THE TASK: From the material below, copy every line in which the word "bare" occurs.

Start of EXTRACTED MATERIAL

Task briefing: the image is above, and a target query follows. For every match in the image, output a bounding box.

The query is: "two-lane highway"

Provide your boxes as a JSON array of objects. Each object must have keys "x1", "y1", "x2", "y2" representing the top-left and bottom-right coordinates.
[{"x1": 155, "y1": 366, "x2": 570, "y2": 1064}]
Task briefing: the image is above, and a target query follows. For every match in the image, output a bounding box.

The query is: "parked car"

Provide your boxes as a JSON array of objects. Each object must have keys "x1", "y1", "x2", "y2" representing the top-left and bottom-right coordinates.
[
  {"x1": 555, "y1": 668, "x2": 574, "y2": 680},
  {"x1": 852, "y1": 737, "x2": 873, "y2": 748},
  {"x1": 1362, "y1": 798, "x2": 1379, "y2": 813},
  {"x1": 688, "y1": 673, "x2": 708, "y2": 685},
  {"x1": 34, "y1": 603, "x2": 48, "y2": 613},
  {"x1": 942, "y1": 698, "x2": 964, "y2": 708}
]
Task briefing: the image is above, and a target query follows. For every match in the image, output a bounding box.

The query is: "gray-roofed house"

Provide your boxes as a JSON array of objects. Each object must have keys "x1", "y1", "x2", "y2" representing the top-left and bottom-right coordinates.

End of EXTRACTED MATERIAL
Start of EXTRACTED MATERIAL

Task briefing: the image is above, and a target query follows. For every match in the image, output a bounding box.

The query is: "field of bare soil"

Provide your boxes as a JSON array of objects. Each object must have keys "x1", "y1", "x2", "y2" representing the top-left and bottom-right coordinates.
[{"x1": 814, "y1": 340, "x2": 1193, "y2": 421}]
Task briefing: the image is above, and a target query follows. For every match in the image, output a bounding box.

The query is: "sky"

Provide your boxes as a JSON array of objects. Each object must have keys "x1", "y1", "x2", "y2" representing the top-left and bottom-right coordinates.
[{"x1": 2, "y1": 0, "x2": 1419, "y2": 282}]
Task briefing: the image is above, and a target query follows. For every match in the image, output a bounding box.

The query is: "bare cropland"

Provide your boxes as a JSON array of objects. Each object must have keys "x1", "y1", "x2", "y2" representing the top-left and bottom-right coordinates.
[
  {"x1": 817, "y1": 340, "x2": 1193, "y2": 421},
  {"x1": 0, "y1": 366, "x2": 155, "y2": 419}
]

End of EXTRACTED MATERIAL

COMPLETED EXERCISE:
The query is: "field of bare soil"
The query is: "bare cropland"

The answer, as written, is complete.